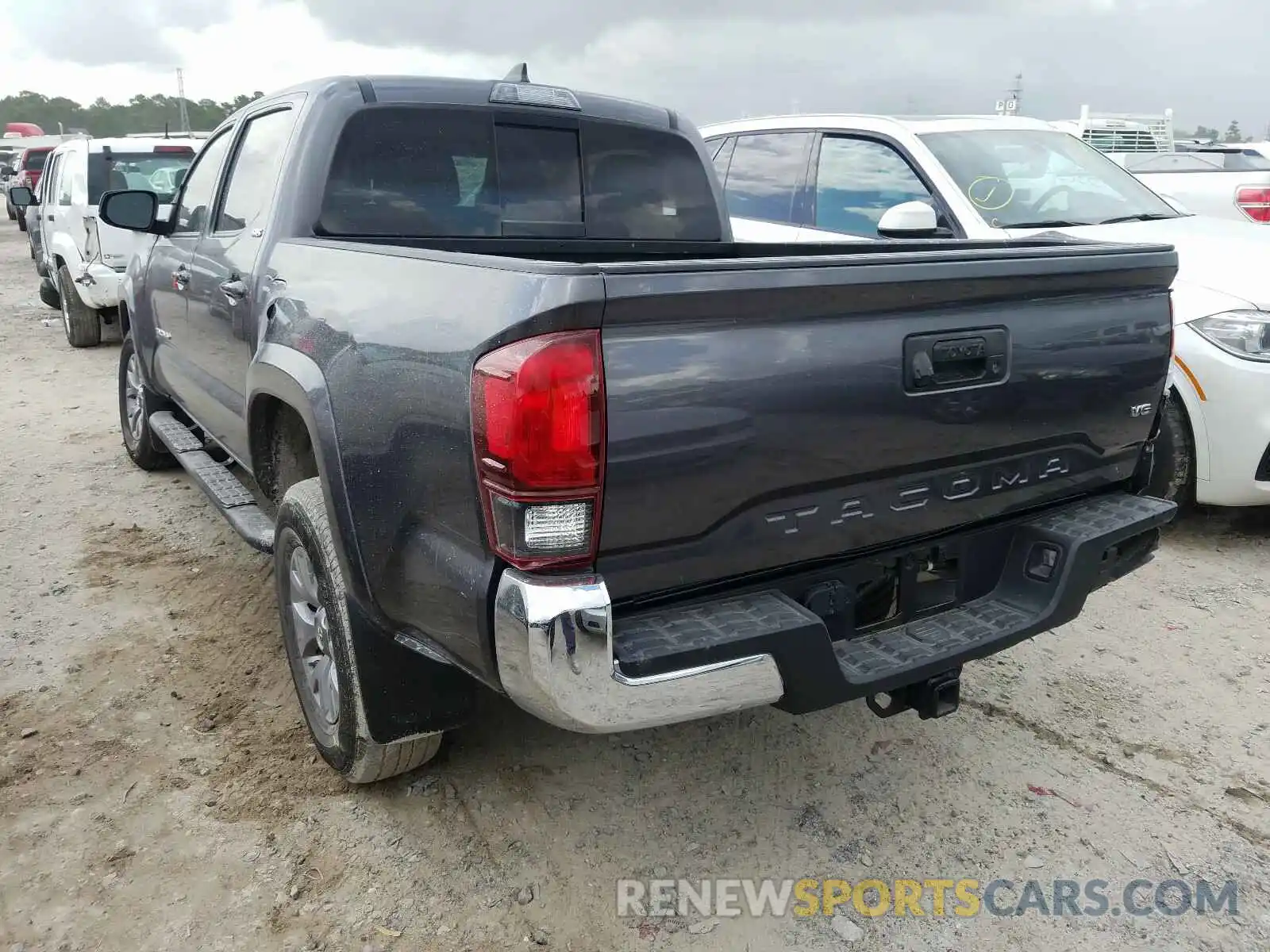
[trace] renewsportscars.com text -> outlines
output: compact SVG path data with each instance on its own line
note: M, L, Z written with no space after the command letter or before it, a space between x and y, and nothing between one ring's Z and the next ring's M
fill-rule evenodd
M618 880L617 915L1238 915L1238 883L1208 880Z

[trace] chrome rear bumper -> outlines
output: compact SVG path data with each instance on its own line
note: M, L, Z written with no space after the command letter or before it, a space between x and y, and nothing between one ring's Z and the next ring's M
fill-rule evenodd
M768 654L624 675L613 655L608 589L598 575L505 570L494 603L494 650L503 688L517 704L583 734L711 717L775 703L785 692Z

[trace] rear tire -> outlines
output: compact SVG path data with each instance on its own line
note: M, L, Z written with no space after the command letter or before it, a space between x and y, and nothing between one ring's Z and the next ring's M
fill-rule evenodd
M71 347L97 347L102 343L102 317L80 298L71 279L70 269L64 264L57 269L57 292L61 297L62 325L66 327L66 340Z
M436 757L441 732L391 744L367 736L344 576L316 477L297 482L282 498L273 575L291 679L321 758L349 783L375 783Z
M1179 509L1185 509L1195 499L1195 446L1186 409L1176 393L1165 400L1147 495L1177 503Z
M57 293L57 288L48 278L39 281L39 300L55 311L62 310L62 296Z
M146 388L132 335L119 348L119 430L123 448L142 470L170 470L177 458L150 429L150 414L165 409L165 401Z

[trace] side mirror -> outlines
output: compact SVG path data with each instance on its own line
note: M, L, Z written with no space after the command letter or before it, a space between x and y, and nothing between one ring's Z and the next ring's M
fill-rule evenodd
M883 237L932 237L941 231L935 209L926 202L892 206L878 220Z
M98 218L127 231L151 231L157 215L159 195L141 189L107 192L97 207Z

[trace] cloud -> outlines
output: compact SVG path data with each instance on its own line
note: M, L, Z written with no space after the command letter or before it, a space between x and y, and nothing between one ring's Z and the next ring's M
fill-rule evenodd
M174 27L203 29L224 22L217 0L44 0L9 8L9 25L50 58L84 66L142 65L175 69L182 51L164 36ZM32 79L33 85L39 85Z
M640 23L706 30L729 22L836 27L922 14L1019 17L1029 10L1105 8L1115 0L304 0L333 36L378 46L424 44L518 57L566 55Z
M277 0L274 0L277 1ZM1253 55L1266 0L304 0L329 36L466 52L502 75L649 99L698 122L770 112L1162 112L1270 119ZM502 58L500 58L502 57Z

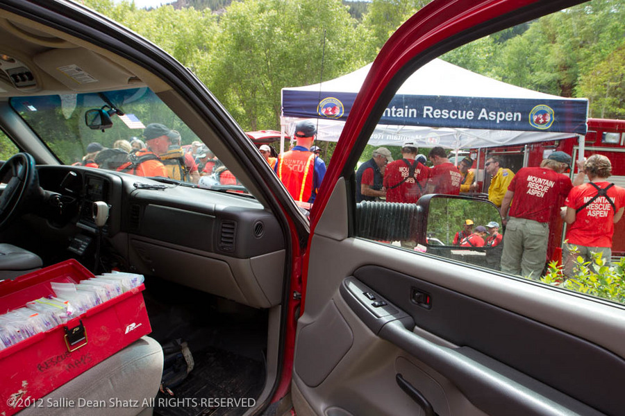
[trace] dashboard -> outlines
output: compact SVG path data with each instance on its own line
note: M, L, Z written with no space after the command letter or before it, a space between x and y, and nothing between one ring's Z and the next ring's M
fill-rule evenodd
M256 200L81 166L42 166L38 173L53 196L24 217L44 242L28 248L44 262L73 257L90 268L158 276L254 307L281 302L284 234ZM94 202L108 207L101 227Z

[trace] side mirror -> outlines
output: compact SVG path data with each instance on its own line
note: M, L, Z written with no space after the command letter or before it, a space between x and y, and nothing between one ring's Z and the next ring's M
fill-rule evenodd
M85 113L85 123L91 130L99 130L103 132L112 127L112 121L108 112L101 108L88 110Z
M450 195L426 195L417 204L424 211L425 235L420 237L427 252L499 269L503 230L494 204L485 199ZM465 227L467 220L472 224ZM494 227L494 223L497 227ZM489 224L493 227L487 227ZM494 232L501 235L495 238L491 234ZM466 236L467 239L464 239Z

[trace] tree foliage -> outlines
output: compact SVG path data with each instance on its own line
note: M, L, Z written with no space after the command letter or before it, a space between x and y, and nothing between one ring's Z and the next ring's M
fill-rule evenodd
M278 128L281 88L331 79L371 62L429 1L178 0L151 10L128 1L82 2L172 53L244 129L256 130ZM624 20L625 0L593 0L442 58L526 88L588 97L593 116L622 117Z
M219 21L209 80L245 129L278 125L284 87L353 71L362 31L340 0L248 0Z

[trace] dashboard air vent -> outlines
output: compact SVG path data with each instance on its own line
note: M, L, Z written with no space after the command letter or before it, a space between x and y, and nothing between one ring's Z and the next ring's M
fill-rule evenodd
M234 221L222 221L222 230L219 233L220 250L226 252L234 251L236 232L236 223Z
M132 204L130 209L130 219L128 227L131 231L138 232L141 225L141 206L138 204Z
M256 224L254 224L254 236L257 239L260 239L262 236L262 234L265 233L265 225L262 222L258 221Z

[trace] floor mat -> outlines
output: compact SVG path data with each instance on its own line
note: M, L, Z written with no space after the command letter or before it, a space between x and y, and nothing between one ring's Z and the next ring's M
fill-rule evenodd
M194 353L195 366L174 396L159 392L155 415L235 416L256 404L265 384L263 361L208 347Z

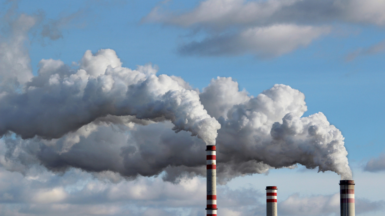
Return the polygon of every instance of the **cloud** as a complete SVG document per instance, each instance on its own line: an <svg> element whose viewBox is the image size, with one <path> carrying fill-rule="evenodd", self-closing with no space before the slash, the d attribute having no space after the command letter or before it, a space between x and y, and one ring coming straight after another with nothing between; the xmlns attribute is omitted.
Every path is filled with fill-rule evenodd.
<svg viewBox="0 0 385 216"><path fill-rule="evenodd" d="M375 0L207 0L179 13L164 7L154 7L142 22L205 33L179 46L184 55L275 57L328 34L336 22L385 25L385 4Z"/></svg>
<svg viewBox="0 0 385 216"><path fill-rule="evenodd" d="M0 36L0 95L2 92L20 88L33 76L25 43L37 18L22 14L14 20L7 19L3 17L1 20L6 20L7 26L5 28L9 28L10 31L8 35Z"/></svg>
<svg viewBox="0 0 385 216"><path fill-rule="evenodd" d="M367 48L360 48L348 53L345 57L346 61L354 60L358 56L375 55L385 51L385 40Z"/></svg>
<svg viewBox="0 0 385 216"><path fill-rule="evenodd" d="M367 163L363 169L373 172L385 170L385 154L382 153L378 158L371 159Z"/></svg>
<svg viewBox="0 0 385 216"><path fill-rule="evenodd" d="M50 63L57 71L62 65L57 63ZM53 79L48 74L46 83ZM107 83L109 86L110 82ZM33 86L39 83L37 81ZM298 90L276 85L256 97L249 96L245 91L239 91L231 78L218 77L199 96L207 114L215 116L221 124L216 139L219 183L297 163L351 178L341 132L321 113L301 117L307 107L305 96ZM131 179L164 172L163 179L173 182L204 176L203 140L190 132L176 134L169 121L155 120L108 115L59 138L23 140L6 135L6 150L0 162L7 169L23 173L38 164L57 172L75 168L100 173L95 174L110 175L115 181L119 178L106 172Z"/></svg>
<svg viewBox="0 0 385 216"><path fill-rule="evenodd" d="M383 201L372 201L356 198L356 214L366 215L369 212L381 211L385 206ZM290 216L339 215L340 194L301 196L298 193L290 196L278 203L280 215Z"/></svg>
<svg viewBox="0 0 385 216"><path fill-rule="evenodd" d="M331 31L329 27L275 25L251 28L238 34L219 35L179 48L182 54L226 55L251 53L261 58L276 57L305 47Z"/></svg>

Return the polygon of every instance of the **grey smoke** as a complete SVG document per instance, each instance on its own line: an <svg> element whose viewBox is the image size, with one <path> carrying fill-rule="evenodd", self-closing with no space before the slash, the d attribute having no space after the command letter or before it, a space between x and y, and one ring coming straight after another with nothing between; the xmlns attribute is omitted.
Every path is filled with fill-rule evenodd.
<svg viewBox="0 0 385 216"><path fill-rule="evenodd" d="M190 131L215 144L220 125L207 114L197 92L173 77L155 75L150 65L133 70L121 65L112 50L94 55L86 52L80 67L84 69L42 60L38 75L26 84L24 92L2 98L0 135L12 131L23 139L57 138L99 117L131 115L170 120L177 132Z"/></svg>
<svg viewBox="0 0 385 216"><path fill-rule="evenodd" d="M254 97L218 77L199 93L151 65L121 65L112 50L87 51L79 69L41 61L24 92L1 99L3 165L128 178L163 172L175 182L204 176L205 142L216 140L221 183L298 163L352 178L341 132L321 113L301 117L307 107L298 90L276 85Z"/></svg>

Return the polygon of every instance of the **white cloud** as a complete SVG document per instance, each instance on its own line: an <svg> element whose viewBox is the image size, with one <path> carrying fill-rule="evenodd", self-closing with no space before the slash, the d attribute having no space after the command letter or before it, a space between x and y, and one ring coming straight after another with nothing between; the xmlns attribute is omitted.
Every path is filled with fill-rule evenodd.
<svg viewBox="0 0 385 216"><path fill-rule="evenodd" d="M385 170L385 153L381 153L378 157L370 159L364 167L364 170L378 172Z"/></svg>
<svg viewBox="0 0 385 216"><path fill-rule="evenodd" d="M262 58L276 57L305 47L331 30L328 27L291 24L255 27L236 35L214 36L191 42L180 47L179 51L183 54L201 55L251 53Z"/></svg>

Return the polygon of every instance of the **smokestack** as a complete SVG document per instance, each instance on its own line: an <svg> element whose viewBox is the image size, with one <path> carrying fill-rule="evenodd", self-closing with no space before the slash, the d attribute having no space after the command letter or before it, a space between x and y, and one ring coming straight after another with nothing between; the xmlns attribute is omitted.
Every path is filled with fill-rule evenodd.
<svg viewBox="0 0 385 216"><path fill-rule="evenodd" d="M341 216L354 216L354 181L340 181Z"/></svg>
<svg viewBox="0 0 385 216"><path fill-rule="evenodd" d="M215 146L206 146L207 216L216 216L216 156Z"/></svg>
<svg viewBox="0 0 385 216"><path fill-rule="evenodd" d="M266 187L266 216L277 216L277 190L276 186Z"/></svg>

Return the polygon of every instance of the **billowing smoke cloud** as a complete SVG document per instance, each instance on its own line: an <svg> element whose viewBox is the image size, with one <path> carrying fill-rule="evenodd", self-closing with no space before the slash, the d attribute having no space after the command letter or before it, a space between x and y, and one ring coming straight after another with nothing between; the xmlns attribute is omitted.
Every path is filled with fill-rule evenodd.
<svg viewBox="0 0 385 216"><path fill-rule="evenodd" d="M218 77L199 93L151 65L122 67L112 50L86 52L77 69L52 59L39 66L23 92L0 99L7 148L0 162L8 170L164 172L175 181L204 175L204 143L216 140L221 183L298 163L352 178L341 132L321 113L301 117L305 96L288 86L254 97Z"/></svg>
<svg viewBox="0 0 385 216"><path fill-rule="evenodd" d="M189 131L215 144L220 126L203 108L198 93L185 88L179 79L156 76L150 65L122 67L115 51L108 49L94 55L86 52L77 70L52 59L40 65L38 75L24 92L1 98L0 135L59 138L98 118L131 115L170 120L177 132Z"/></svg>
<svg viewBox="0 0 385 216"><path fill-rule="evenodd" d="M205 143L216 142L221 183L298 163L352 178L341 132L321 113L302 117L298 90L276 85L254 97L218 78L199 92L151 65L122 67L110 49L86 52L76 68L42 60L33 76L23 42L36 20L17 19L16 40L0 38L0 163L8 170L175 181L204 176Z"/></svg>
<svg viewBox="0 0 385 216"><path fill-rule="evenodd" d="M263 172L266 164L280 168L300 163L352 178L341 131L322 113L301 117L307 109L303 93L275 85L248 97L237 85L231 78L218 78L201 94L208 113L222 125L218 161L228 164L223 168L228 176ZM216 106L206 105L211 103Z"/></svg>

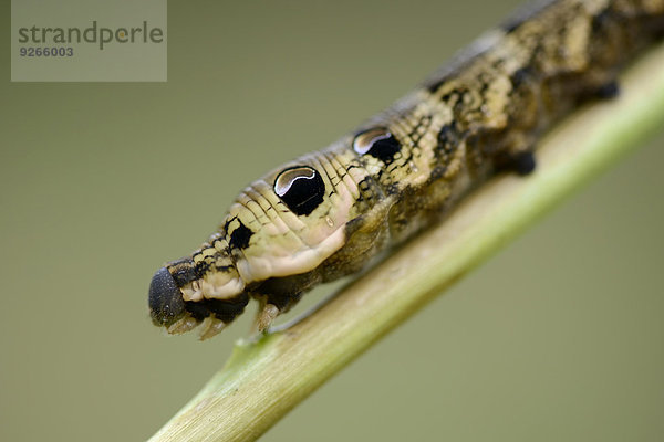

----

▶ **Exercise aim**
Could you echo the stretch of lines from the one containing "Return the polygon of every instance of the **cloud**" through the one containing "31L329 27L275 25L251", character for character?

▶ **The response**
Return the polygon of every instance of the **cloud** as a complete SVG document per instance, each instance on its own line: an <svg> element whose viewBox is the image size, with one <path> carrying fill-rule="evenodd", self-closing with no space before the slash, the d attribute having no space after the command letter or before it, a space between x and y, and one ring coming straight after another with nothing between; the xmlns attribute is omitted.
Every path is filled with fill-rule evenodd.
<svg viewBox="0 0 385 216"><path fill-rule="evenodd" d="M375 0L207 0L179 13L164 7L154 7L142 22L205 33L179 46L184 55L275 57L328 34L336 22L385 25L385 4Z"/></svg>
<svg viewBox="0 0 385 216"><path fill-rule="evenodd" d="M0 36L0 95L2 92L20 88L33 76L25 43L37 18L22 14L14 20L7 19L3 17L1 20L6 20L7 26L5 28L9 28L10 31L8 35Z"/></svg>
<svg viewBox="0 0 385 216"><path fill-rule="evenodd" d="M367 48L360 48L348 53L345 57L346 61L354 60L358 56L375 55L385 51L385 40Z"/></svg>
<svg viewBox="0 0 385 216"><path fill-rule="evenodd" d="M367 163L363 169L373 172L385 170L385 154L382 153L378 158L371 159Z"/></svg>
<svg viewBox="0 0 385 216"><path fill-rule="evenodd" d="M50 63L57 71L62 65L57 63ZM53 79L48 74L46 83ZM107 83L109 86L110 82ZM33 86L39 83L37 81ZM298 90L276 85L256 97L249 96L245 91L239 91L231 78L218 77L199 96L207 114L215 116L221 124L216 139L219 183L297 163L351 178L341 132L321 113L301 117L307 107L305 96ZM131 179L164 172L163 179L173 182L204 176L203 140L190 132L176 134L169 121L155 120L108 115L59 138L23 140L6 135L6 150L0 162L7 169L23 173L38 164L57 172L75 168L100 173L95 174L110 175L115 181L119 178L106 172Z"/></svg>
<svg viewBox="0 0 385 216"><path fill-rule="evenodd" d="M383 201L372 201L356 198L356 214L366 215L369 212L381 211L385 206ZM290 216L339 215L340 194L301 196L298 193L290 196L278 203L280 215Z"/></svg>
<svg viewBox="0 0 385 216"><path fill-rule="evenodd" d="M331 31L329 27L275 25L251 28L238 34L219 35L179 48L182 54L226 55L251 53L261 58L276 57L305 47Z"/></svg>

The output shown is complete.